Your goal: Rewrite the lines from the start of the records through the line containing "point(992, 694)", changing "cluster of daffodils" to "group of daffodils" and leaving everything else as it is.

Exercise materials:
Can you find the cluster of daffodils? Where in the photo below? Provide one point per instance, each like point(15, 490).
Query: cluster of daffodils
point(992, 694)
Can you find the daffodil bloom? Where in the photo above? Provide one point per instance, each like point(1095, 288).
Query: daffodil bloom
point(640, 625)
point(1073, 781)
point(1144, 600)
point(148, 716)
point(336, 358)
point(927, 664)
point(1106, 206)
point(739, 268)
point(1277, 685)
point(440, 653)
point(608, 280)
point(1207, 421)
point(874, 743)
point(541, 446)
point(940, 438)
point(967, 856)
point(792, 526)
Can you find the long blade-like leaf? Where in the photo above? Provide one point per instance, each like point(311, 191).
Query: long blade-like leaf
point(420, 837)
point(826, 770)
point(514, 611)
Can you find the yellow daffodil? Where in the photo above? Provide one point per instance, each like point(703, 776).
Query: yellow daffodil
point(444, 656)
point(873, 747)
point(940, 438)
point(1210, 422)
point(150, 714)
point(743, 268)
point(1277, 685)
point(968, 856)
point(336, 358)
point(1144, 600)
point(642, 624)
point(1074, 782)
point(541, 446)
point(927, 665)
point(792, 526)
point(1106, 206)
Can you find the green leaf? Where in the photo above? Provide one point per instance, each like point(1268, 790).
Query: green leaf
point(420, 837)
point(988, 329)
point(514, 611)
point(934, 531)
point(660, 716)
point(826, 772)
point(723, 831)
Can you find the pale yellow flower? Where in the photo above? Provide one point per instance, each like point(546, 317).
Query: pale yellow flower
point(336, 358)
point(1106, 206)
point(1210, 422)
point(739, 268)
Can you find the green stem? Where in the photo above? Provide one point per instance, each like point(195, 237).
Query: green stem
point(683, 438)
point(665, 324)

Written response:
Can you find the group of daffodils? Where in the photo below? Provide one point per instance, each like point(15, 490).
Query: group of daffodils
point(992, 694)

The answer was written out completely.